#### Job A
Reproduce the part of the blog post that begins at the words "Eli: Why would" and stops after the words "absolutely hate doing.".
#### Job B
Does the blog post agree with each statement below? Answer yes or no for each, and quote the words of the post that decide it. (i) The walk from the restaurant back home was four blocks. (ii) It was around midnight by the time they stopped at the office. (iii) The narrator liked the second arrangement of the office furniture.
#### Job C
In the blog post, whose birthday was celebrated on Friday night?

#### Text passage
As you know, Mr. Daniel came to town last week. Him and all 12,000 of his heavy bags that were opened and spilled out over my apartment for five days. It was wonderful to have him around and it felt a lot like old times. Except we weren't fighting over who got to stand in front of the open freezer in my kitchen.

By the way, one of you who is apparently a big fan of Daniel made a Daniel Facebook fan page this weekend (and I just noticed the Facebook link name, which I LOVE). He acts mostly apathetic, but I've caught him checking it a number of times over the last few days. I'm just worried all the fame is going to go to his head. You know how child stars usually fall apart eventually? Well, Mr. Daniel.

Anyway, on Friday night we celebrated Anna Swayne's birthday with a large group of friends at an Indian restaurant. I have a serious overeating problem at all Indian restaurants. Also, I have this same problem with tortillas, ice cream, and whenever there is food in my house.

We gorged for a couple of hours before finally calling it a night. Being the city dweller that I am, Daniel and I had walked to this Indian restaurant from my apartment. So we started our four-block walk back home. I realized that I had left something in my office that I would be needing the next day and so we stopped there since it was on the way.

It was around 11:00 PM by this point. And although I really wanted to just get home and go into post-overeating recovery on the floor with a bowl of ice cream, I realized that I had an able-bodied giant with me who would probably be able to help me with a small task I've been meaning to complete for six months.

Eli: Oh my gosh! Guess what we're going to do right now!

Daniel: I'm really tired. Can't you just get someone else to help you later?

Eli: Why would you assume that I want you to help me with something? Maybe I was just going to say, "we're going to give you a foot rub and compliment your most recent haircut!"

Daniel: Because you're using your "pleasant" voice that you only use with me when you're about to get me to do something for you that I'm going to absolutely hate doing.

Eli: I really resent that.

Daniel: Ok. I'm sorry. What is it that we're going to do?

Eli: . . . well I need you to help me rearrange my office. BUT IT WAS JUST A COINCIDENCE THAT THAT WAS ALL A BUILD-UP TO ASK YOU TO DO SOMETHING.

Daniel: Ask? I don't think I've ever heard you ask me something before . . .

Eli: SO. First let's move this desk!

I slightly underestimated how much this task was going to be the biggest pain I had ever experienced. I swear every piece of furniture in the place was filled with magnets strong enough to be powerfully sucked towards the Earth's core.

Wait. Is that gravity? I don't understand gravity.

Everything was heavy. That's what I'm trying to communicate to you.

We moved every piece of furniture in the office to opposite sides from where everything originally sat. And I hated the new arrangement. So we moved it again. And I hated that new arrangement. So we moved it again.

We had been at it for well over an hour. Our hands were getting blistered.

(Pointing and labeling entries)
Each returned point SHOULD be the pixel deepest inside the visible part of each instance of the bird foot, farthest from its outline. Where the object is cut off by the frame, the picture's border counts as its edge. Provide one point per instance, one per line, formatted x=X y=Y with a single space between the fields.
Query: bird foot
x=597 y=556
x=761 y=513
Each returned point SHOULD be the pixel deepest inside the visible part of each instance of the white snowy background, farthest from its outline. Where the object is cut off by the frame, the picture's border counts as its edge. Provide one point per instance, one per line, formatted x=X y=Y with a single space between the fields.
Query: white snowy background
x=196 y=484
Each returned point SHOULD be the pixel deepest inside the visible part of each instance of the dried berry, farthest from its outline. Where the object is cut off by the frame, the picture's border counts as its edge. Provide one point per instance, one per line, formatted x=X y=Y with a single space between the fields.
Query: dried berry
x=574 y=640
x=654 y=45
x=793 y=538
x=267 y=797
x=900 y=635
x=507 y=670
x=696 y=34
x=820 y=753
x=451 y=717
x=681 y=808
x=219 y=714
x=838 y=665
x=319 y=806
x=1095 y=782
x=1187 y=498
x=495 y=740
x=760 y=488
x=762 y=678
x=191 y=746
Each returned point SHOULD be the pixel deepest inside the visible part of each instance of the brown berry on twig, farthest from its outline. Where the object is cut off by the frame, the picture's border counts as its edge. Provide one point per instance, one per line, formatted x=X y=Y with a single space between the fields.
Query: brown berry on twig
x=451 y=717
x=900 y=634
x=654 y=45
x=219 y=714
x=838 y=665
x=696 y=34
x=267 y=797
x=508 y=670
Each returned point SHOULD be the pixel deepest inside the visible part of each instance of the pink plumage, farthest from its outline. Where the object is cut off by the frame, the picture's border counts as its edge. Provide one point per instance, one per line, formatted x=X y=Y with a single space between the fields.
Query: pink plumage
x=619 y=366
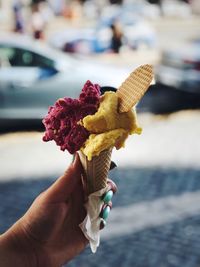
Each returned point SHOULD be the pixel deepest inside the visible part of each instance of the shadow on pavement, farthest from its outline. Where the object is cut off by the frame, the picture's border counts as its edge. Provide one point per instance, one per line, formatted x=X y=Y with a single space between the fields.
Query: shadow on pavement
x=174 y=243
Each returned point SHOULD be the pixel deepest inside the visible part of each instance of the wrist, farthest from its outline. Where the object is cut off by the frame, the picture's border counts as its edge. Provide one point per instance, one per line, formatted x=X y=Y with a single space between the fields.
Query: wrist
x=15 y=249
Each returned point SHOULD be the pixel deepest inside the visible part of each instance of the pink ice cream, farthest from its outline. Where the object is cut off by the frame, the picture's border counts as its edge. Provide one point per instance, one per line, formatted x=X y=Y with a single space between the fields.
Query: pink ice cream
x=61 y=122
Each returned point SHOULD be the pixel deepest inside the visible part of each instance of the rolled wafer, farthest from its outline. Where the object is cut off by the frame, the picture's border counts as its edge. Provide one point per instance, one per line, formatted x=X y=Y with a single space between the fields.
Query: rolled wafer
x=96 y=170
x=134 y=87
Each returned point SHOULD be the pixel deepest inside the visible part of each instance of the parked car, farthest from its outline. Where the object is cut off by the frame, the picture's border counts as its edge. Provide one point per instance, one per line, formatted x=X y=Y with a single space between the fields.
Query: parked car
x=136 y=33
x=180 y=67
x=33 y=77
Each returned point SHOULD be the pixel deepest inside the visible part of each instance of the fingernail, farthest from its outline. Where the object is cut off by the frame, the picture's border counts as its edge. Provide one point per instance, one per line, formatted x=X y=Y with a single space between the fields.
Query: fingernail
x=108 y=196
x=112 y=185
x=102 y=224
x=106 y=212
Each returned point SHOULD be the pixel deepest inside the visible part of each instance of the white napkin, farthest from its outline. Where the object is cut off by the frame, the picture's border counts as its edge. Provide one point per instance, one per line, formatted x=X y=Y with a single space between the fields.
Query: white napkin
x=91 y=224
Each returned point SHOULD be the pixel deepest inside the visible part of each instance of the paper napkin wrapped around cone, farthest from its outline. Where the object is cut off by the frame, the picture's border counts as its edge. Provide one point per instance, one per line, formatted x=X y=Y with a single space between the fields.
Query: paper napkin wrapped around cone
x=96 y=170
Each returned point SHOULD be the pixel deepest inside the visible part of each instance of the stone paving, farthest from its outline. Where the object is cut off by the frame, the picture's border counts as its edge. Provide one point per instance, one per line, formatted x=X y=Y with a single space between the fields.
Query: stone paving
x=172 y=244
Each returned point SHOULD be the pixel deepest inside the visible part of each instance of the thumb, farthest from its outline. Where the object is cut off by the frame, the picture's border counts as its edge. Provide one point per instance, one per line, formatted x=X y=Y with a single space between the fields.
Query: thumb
x=65 y=184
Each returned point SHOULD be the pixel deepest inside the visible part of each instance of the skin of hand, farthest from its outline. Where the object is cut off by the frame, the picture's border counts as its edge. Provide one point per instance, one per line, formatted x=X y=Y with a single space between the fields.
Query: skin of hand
x=48 y=235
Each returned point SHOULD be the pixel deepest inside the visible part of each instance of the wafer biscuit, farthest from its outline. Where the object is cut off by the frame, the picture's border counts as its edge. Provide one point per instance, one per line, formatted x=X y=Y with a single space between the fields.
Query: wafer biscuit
x=134 y=87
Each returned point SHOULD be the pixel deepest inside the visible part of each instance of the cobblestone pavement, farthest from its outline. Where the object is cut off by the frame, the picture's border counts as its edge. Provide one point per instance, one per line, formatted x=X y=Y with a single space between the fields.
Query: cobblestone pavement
x=173 y=243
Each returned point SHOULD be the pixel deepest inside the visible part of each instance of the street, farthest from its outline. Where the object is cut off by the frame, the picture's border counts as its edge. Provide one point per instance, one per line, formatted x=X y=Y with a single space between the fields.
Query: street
x=155 y=219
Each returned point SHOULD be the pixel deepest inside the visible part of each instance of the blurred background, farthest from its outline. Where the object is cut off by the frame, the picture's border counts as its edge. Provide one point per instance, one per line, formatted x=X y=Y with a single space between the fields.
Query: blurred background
x=49 y=49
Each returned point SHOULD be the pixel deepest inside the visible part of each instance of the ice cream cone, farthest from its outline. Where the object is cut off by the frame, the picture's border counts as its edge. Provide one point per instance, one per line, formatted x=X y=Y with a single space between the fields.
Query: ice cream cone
x=134 y=87
x=96 y=170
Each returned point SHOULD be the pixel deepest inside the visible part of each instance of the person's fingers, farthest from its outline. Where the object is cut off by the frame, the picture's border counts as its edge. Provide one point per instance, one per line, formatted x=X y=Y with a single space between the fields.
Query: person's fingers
x=112 y=186
x=66 y=184
x=77 y=199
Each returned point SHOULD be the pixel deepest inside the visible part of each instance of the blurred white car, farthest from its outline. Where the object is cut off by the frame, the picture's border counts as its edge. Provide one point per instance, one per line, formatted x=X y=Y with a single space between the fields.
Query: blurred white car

#### Expected output A
Eli: Why would you assume that I want you to help me with something? Maybe I was just going to say, "we're going to give you a foot rub and compliment your most recent haircut!"

Daniel: Because you're using your "pleasant" voice that you only use with me when you're about to get me to do something for you that I'm going to absolutely hate doing.

#### Expected output B
(i) Yes: "So we started our four-block walk back home."
(ii) No: "It was around 11:00 PM by this point."
(iii) No: "And I hated that new arrangement."

#### Expected output C
Anna Swayne's birthday was celebrated on Friday night.